# Work required
Could you give all the records below as a Markdown table with two columns, Row and Text, putting the row number in the first column and the line in the second, and leaving out any blank lines?

==== Given entries

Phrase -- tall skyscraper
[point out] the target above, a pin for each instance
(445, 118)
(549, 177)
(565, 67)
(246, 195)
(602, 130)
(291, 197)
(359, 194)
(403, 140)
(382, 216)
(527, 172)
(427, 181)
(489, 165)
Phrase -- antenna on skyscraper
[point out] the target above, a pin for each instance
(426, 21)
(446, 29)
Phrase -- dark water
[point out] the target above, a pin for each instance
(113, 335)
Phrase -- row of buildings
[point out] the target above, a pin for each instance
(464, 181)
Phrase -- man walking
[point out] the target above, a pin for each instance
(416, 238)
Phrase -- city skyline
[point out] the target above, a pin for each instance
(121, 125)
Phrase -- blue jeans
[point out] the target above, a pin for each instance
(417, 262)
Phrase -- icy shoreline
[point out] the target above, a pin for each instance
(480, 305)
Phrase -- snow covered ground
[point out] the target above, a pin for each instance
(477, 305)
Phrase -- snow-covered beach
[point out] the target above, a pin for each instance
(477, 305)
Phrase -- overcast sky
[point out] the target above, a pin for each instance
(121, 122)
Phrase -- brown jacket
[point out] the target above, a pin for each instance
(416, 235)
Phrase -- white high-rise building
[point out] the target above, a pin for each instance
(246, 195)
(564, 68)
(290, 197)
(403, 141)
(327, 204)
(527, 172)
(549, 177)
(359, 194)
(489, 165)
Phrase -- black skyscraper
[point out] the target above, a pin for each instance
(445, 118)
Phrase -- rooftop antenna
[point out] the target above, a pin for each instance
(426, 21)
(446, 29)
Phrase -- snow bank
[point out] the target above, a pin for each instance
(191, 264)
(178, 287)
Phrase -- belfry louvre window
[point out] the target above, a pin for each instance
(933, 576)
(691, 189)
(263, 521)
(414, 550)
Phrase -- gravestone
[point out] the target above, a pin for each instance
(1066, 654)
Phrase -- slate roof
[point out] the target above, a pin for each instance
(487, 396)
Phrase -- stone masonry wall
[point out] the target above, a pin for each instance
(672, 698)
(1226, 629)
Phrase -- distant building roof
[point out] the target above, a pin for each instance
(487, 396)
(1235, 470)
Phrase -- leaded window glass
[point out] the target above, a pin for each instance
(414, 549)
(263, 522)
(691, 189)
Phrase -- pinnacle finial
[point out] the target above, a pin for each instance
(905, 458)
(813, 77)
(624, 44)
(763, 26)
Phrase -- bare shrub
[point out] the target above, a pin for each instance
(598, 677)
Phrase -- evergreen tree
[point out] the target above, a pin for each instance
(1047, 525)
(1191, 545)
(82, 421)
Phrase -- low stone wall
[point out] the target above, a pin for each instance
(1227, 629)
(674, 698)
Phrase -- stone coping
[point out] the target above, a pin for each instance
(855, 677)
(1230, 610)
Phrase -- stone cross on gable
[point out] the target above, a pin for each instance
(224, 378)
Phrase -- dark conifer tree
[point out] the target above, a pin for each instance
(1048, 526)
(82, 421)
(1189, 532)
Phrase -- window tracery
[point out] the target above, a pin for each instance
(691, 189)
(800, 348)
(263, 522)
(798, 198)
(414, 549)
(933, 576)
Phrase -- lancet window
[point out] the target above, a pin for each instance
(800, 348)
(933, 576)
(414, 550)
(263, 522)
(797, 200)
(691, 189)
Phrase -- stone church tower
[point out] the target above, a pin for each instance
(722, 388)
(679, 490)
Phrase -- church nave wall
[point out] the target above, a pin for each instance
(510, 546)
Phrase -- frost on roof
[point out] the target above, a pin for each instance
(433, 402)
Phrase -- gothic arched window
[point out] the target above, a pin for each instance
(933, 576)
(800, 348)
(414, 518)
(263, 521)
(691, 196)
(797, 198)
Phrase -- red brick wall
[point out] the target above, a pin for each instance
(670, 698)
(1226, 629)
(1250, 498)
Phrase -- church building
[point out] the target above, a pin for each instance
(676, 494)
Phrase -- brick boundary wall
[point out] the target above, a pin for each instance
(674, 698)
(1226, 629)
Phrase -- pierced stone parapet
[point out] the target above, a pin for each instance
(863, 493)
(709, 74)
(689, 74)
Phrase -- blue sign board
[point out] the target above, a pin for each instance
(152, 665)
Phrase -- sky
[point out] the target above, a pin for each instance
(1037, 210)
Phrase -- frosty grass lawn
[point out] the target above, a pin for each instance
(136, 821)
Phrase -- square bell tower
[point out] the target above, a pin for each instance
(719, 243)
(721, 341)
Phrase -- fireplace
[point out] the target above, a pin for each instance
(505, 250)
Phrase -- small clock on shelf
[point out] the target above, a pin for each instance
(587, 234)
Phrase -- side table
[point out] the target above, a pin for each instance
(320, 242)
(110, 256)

========

# Answer below
| Row | Text |
|---|---|
| 1 | Phrase -- tall skyscraper |
| 2 | [point out] the target above, a pin for each instance |
| 3 | (445, 118) |
| 4 | (549, 177) |
| 5 | (565, 67) |
| 6 | (246, 195) |
| 7 | (602, 130) |
| 8 | (291, 197) |
| 9 | (359, 194) |
| 10 | (403, 140) |
| 11 | (382, 216) |
| 12 | (527, 172) |
| 13 | (427, 181) |
| 14 | (489, 165) |
| 15 | Phrase -- antenna on skyscraper |
| 16 | [point out] the target above, a pin for each instance |
| 17 | (426, 21) |
| 18 | (446, 29) |
| 19 | Phrase -- dark water |
| 20 | [point out] the target above, a pin for each instance |
| 21 | (113, 335) |
| 22 | Phrase -- row of buildings |
| 23 | [point out] the target above, a pin for each instance |
| 24 | (464, 181) |
| 25 | Phrase -- man walking |
| 26 | [point out] the target above, a pin for each instance |
| 27 | (416, 238) |
| 28 | Phrase -- city skyline |
| 29 | [point out] the target above, a pin for each instance |
| 30 | (121, 125) |
| 31 | Phrase -- blue jeans |
| 32 | [point out] the target above, a pin for each instance |
| 33 | (417, 262) |
| 34 | Phrase -- icy shoreline |
| 35 | [point out] the target above, a pin for each instance |
| 36 | (480, 305) |
| 37 | Phrase -- snow covered ground |
| 38 | [point out] the target above, a pin for each instance |
| 39 | (477, 305) |
| 40 | Phrase -- snow-covered beach |
| 41 | [point out] the target above, a pin for each instance |
| 42 | (477, 305) |
| 43 | Phrase -- overcast sky |
| 44 | [point out] the target above, a pin for each instance |
| 45 | (121, 122) |
| 46 | Phrase -- brown jacket |
| 47 | [point out] the target above, a pin for each instance |
| 48 | (416, 235) |
| 49 | Phrase -- white high-rise building |
| 50 | [point out] the target above, a pin for each instance |
| 51 | (246, 195) |
| 52 | (564, 68) |
| 53 | (290, 197) |
| 54 | (403, 141) |
| 55 | (327, 204) |
| 56 | (527, 172) |
| 57 | (549, 177) |
| 58 | (359, 194) |
| 59 | (489, 165) |
| 60 | Phrase -- black skyscraper |
| 61 | [point out] the target above, a pin for each instance |
| 62 | (445, 118) |
| 63 | Phrase -- rooftop antenna |
| 64 | [point out] the target above, a pin for each instance |
| 65 | (426, 21) |
| 66 | (446, 29) |
| 67 | Phrase -- snow bank |
| 68 | [point out] the target above, a pin for each instance |
| 69 | (191, 264) |
| 70 | (178, 287) |
| 71 | Phrase -- belfry louvre window |
| 72 | [point out] the target above, a pin for each instance |
| 73 | (933, 576) |
| 74 | (691, 189) |
| 75 | (263, 521) |
| 76 | (414, 550) |
| 77 | Phrase -- gravestone |
| 78 | [point out] the target above, a pin for each instance |
| 79 | (1066, 654) |
| 80 | Phrase -- slate roof |
| 81 | [point out] the target above, a pin for each instance |
| 82 | (487, 396) |
| 83 | Phrase -- stone masonry wall |
| 84 | [point out] the target above, a pin for each instance |
| 85 | (672, 698) |
| 86 | (1226, 629) |
| 87 | Phrase -- distant building roof |
| 88 | [point out] the target above, a pin for each instance |
| 89 | (487, 396) |
| 90 | (1235, 470) |
| 91 | Phrase -- leaded window glass |
| 92 | [point out] the target above, a pin for each instance |
| 93 | (414, 549) |
| 94 | (263, 522) |
| 95 | (691, 189) |
| 96 | Phrase -- pinnacle finial |
| 97 | [point out] the target above, a pin for each instance |
| 98 | (905, 458) |
| 99 | (813, 77) |
| 100 | (624, 44) |
| 101 | (763, 26) |
| 102 | Phrase -- bare shrub |
| 103 | [point out] the target above, a pin for each instance |
| 104 | (598, 677) |
| 105 | Phrase -- evergreen tree |
| 106 | [point out] the target above, a pin for each instance |
| 107 | (1047, 525) |
| 108 | (1191, 545) |
| 109 | (82, 421) |
| 110 | Phrase -- low stone wall |
| 111 | [point out] the target above, a pin for each instance |
| 112 | (1227, 629) |
| 113 | (674, 698) |
| 114 | Phrase -- stone coping |
| 115 | [point out] the target above, a pin for each instance |
| 116 | (855, 677) |
| 117 | (1230, 610) |
| 118 | Phrase -- stone cross on gable |
| 119 | [point out] the target above, a pin for each instance |
| 120 | (224, 378) |
| 121 | Phrase -- dark conifer tree |
| 122 | [point out] the target above, a pin for each instance |
| 123 | (1048, 526) |
| 124 | (82, 421) |
| 125 | (1189, 532) |
| 126 | Phrase -- window tracery |
| 127 | [point out] the target above, a pin for each instance |
| 128 | (691, 189) |
| 129 | (800, 348) |
| 130 | (263, 522) |
| 131 | (798, 198) |
| 132 | (414, 549) |
| 133 | (933, 576) |
| 134 | Phrase -- lancet window |
| 135 | [point out] the target above, a pin for each instance |
| 136 | (800, 348) |
| 137 | (933, 576) |
| 138 | (414, 550) |
| 139 | (263, 522) |
| 140 | (797, 200) |
| 141 | (691, 189) |
| 142 | Phrase -- stone church tower |
| 143 | [point out] the target above, a pin for each instance |
| 144 | (722, 388) |
| 145 | (679, 490) |
| 146 | Phrase -- church nave wall |
| 147 | [point out] the target above, a pin for each instance |
| 148 | (510, 546) |
| 149 | Phrase -- frost on roof |
| 150 | [point out] the target above, a pin for each instance |
| 151 | (433, 402) |
| 152 | Phrase -- gothic arched window |
| 153 | [point out] the target above, a pin for each instance |
| 154 | (933, 576) |
| 155 | (800, 348) |
| 156 | (414, 518) |
| 157 | (263, 521) |
| 158 | (691, 196) |
| 159 | (797, 198) |
| 160 | Phrase -- red brick wall |
| 161 | [point out] the target above, a pin for each instance |
| 162 | (670, 698) |
| 163 | (1226, 629) |
| 164 | (1250, 498) |
| 165 | Phrase -- church building |
| 166 | [point out] the target above, a pin for each instance |
| 167 | (676, 494) |
| 168 | Phrase -- brick boundary wall |
| 169 | [point out] the target above, a pin for each instance |
| 170 | (674, 698) |
| 171 | (1226, 629) |
| 172 | Phrase -- pierced stone parapet |
| 173 | [point out] the target above, a pin for each instance |
| 174 | (863, 493) |
| 175 | (709, 74) |
| 176 | (689, 74) |
| 177 | Phrase -- blue sign board |
| 178 | [point out] the target above, a pin for each instance |
| 179 | (152, 665) |
| 180 | Phrase -- sky |
| 181 | [point out] the target above, a pin for each instance |
| 182 | (1037, 210) |
| 183 | Phrase -- frosty grass lawn |
| 184 | [point out] the target above, a pin for each instance |
| 185 | (136, 821) |
| 186 | Phrase -- square bell tower |
| 187 | [point out] the target above, a pin for each instance |
| 188 | (719, 243) |
| 189 | (721, 341) |
| 190 | Phrase -- fireplace |
| 191 | [point out] the target above, a pin for each instance |
| 192 | (505, 250) |
| 193 | Phrase -- small clock on shelf |
| 194 | [point out] the target above, a pin for each instance |
| 195 | (587, 234) |
| 196 | Phrase -- side table |
| 197 | [point out] the target above, a pin for each instance |
| 198 | (320, 242) |
| 199 | (110, 256) |